## [WHAT TO PRODUCE]
Would you print the data below exactly, leaving out every picture?

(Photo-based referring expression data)
__________________________________________________

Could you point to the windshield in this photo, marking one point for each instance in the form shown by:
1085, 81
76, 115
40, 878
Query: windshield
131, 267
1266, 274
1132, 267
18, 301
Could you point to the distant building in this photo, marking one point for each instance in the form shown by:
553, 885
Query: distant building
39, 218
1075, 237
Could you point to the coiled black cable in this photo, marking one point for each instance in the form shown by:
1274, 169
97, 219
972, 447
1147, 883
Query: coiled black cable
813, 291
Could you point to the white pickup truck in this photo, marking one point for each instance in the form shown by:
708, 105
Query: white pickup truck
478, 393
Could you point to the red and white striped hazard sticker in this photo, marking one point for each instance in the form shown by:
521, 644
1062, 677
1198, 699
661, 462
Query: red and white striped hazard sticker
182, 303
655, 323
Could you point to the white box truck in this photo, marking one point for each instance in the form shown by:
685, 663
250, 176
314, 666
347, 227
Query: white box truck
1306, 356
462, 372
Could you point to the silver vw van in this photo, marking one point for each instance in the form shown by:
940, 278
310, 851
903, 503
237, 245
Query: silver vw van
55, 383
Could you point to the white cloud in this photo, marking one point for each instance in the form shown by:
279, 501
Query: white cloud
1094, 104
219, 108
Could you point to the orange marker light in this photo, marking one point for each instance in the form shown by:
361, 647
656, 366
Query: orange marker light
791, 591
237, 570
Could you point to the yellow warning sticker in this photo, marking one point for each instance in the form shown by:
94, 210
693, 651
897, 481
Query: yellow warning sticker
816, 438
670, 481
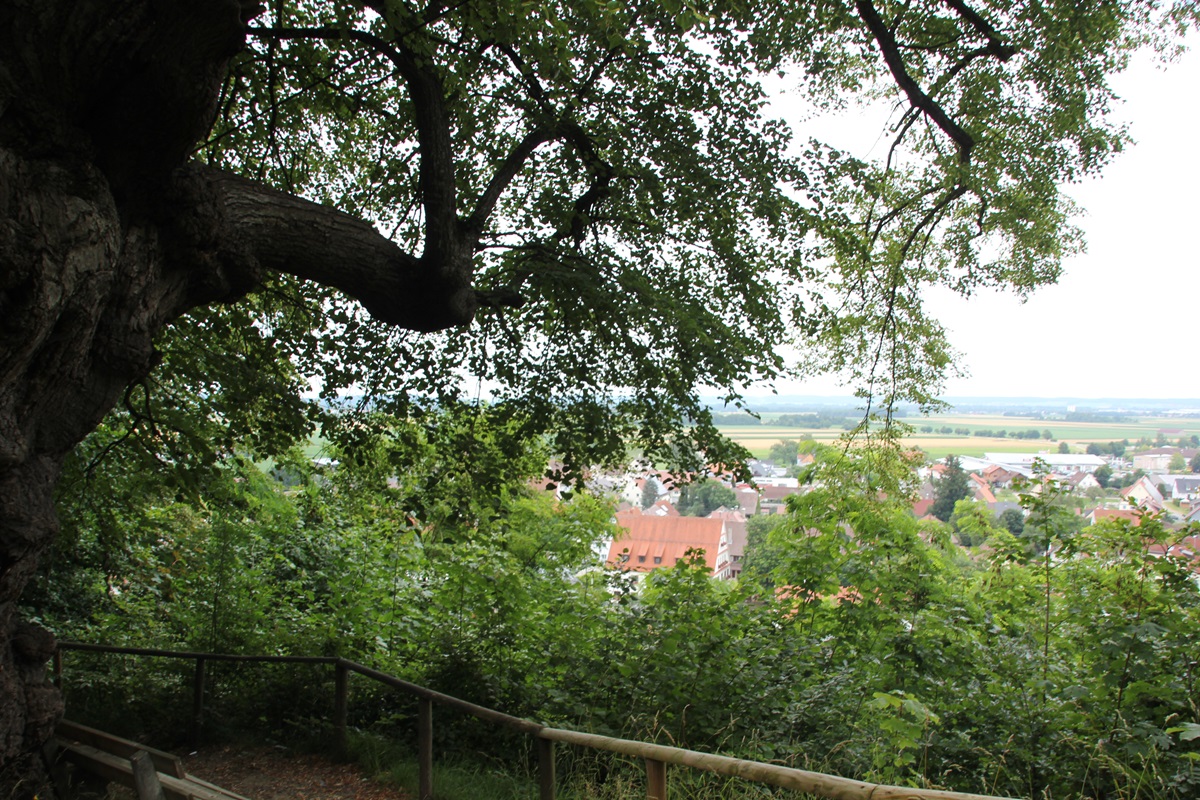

__________________________________________________

## [THE ANSWER]
Could you point to the windshield in this photo, marking one point for each instance in the form shown by:
1085, 81
76, 115
40, 878
Query: windshield
131, 267
1266, 274
1132, 267
18, 301
Could you point to the distant building in this photo, marking one point for each instance in the form shown by:
553, 885
Query: distant building
39, 218
1075, 237
Could you point to the coiled black cable in this photo, marking one point for each instance in the form shown by:
1274, 169
97, 219
972, 447
1147, 883
Query: coiled black cable
813, 291
Could you point to the white pickup truck in this photo, marking one point for each instance in the form shown by:
708, 105
Query: white pickup truck
478, 393
Could you point to the red and white striped hazard sticker in this photo, marking one point for each instance in the form shown by:
521, 644
1062, 677
1198, 699
661, 462
Query: red and white striped hazard sticker
182, 303
655, 323
Could you point to the white box truck in this photo, marking one point for each instance in the form shown by:
685, 663
250, 176
314, 666
347, 227
Query: white box truck
1306, 356
462, 372
Could you point to the silver vw van in this photo, marking one point for each instance in the form shown by:
940, 278
310, 851
903, 503
237, 245
Query: silver vw van
55, 383
Could you point to the white cloud in this photo, marking one point for each instance in the form shown by:
279, 501
Query: white cloud
1094, 104
219, 108
Could you point to the orange marker light in this photo, marking one point for each instance in the form shown by:
361, 647
656, 366
Query: orange marker light
791, 591
237, 570
Could you point to the yellow warning sticker in this photo, marking one point for each instance in the form shown by:
94, 210
693, 651
897, 481
Query: yellow warning sticker
816, 438
670, 481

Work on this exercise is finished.